**What you have to do:**
Please transcribe exactly the lines from the one containing "Security feed analysis: the operator needs to locate bird's beak" through the end of the records below, both included, and nothing else.

**Referring expression grounding data:**
☆ ☆ ☆
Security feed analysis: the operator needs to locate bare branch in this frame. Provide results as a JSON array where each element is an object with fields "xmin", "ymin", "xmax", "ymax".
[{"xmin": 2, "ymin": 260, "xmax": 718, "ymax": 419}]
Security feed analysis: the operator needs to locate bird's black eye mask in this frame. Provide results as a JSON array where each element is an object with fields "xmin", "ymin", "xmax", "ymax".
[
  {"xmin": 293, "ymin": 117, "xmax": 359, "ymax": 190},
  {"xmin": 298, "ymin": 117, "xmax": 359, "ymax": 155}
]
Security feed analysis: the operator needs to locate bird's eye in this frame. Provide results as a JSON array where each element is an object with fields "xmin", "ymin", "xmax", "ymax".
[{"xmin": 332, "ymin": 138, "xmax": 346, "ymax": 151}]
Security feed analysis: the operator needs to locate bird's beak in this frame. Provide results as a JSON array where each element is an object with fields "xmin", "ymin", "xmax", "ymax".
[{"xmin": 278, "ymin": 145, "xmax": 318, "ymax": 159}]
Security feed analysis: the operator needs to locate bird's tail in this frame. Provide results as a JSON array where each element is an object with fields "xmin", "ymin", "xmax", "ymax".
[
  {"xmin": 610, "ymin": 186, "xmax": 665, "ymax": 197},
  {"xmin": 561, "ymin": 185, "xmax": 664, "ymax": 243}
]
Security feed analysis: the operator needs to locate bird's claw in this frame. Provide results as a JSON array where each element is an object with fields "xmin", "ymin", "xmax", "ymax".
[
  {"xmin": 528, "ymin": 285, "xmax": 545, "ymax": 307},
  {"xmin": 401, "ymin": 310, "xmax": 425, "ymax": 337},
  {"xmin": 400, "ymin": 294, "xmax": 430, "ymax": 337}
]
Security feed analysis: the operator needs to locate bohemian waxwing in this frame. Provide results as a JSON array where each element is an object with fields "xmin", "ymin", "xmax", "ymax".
☆ ☆ ☆
**Exercise output:**
Security feed analysis: the operator needs to locate bird's beak in this frame. Provide results as a JSON array where each element is an object with fields "xmin", "ymin", "xmax", "ymax".
[{"xmin": 278, "ymin": 145, "xmax": 318, "ymax": 159}]
Security feed analysis: the operator needs to locate bird's tail in this frame. Provide results as a JSON array where each element is an object with fields "xmin", "ymin", "xmax", "ymax".
[
  {"xmin": 610, "ymin": 186, "xmax": 665, "ymax": 197},
  {"xmin": 561, "ymin": 185, "xmax": 664, "ymax": 243}
]
Security feed analysis: the operator needs to locate bird's claw in this frame. Provide results as a JSON array where each element is an object with fields "xmin", "ymin", "xmax", "ymax".
[
  {"xmin": 528, "ymin": 285, "xmax": 545, "ymax": 307},
  {"xmin": 401, "ymin": 310, "xmax": 425, "ymax": 337},
  {"xmin": 400, "ymin": 294, "xmax": 430, "ymax": 337}
]
Security feed analysis: the operator needs to locate bohemian waxwing in this frame. Provide results as a JSON array where each element is an object with fields "xmin", "ymin", "xmax", "ymax".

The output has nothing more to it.